### SET PROBLEM
Reproduce every line of the entries below word for word. Leave out the pictures.

-------

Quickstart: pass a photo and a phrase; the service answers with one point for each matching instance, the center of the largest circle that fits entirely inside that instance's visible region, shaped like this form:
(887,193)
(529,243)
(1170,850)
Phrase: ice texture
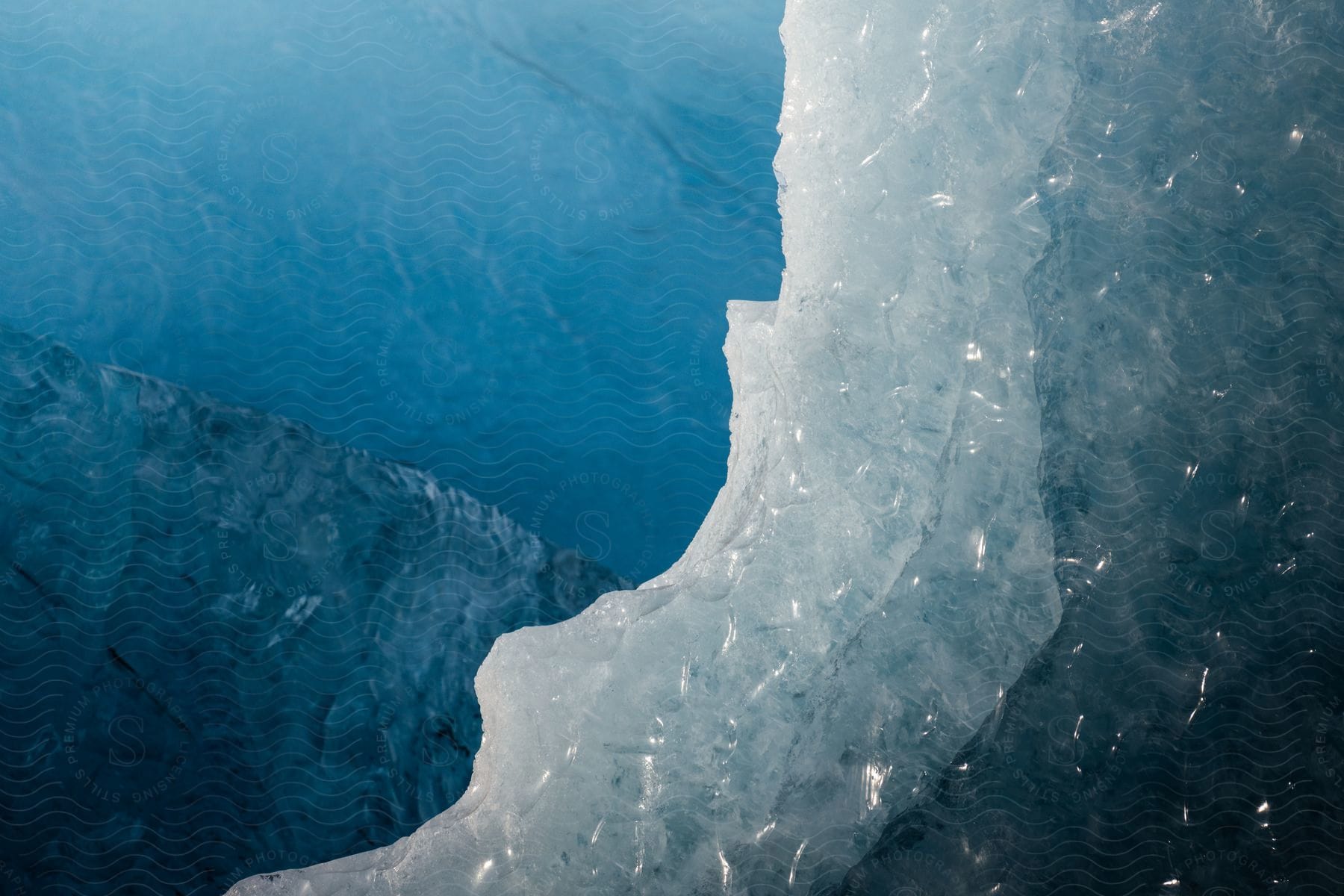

-------

### WORKED SOLUTION
Quickstart: pass a photo and a phrase; the service answers with one point for each matching instance, the center of the largest circle that fits entirely inside that instance's visible region, shaped like this form:
(887,193)
(529,243)
(1170,850)
Phrase: ice texture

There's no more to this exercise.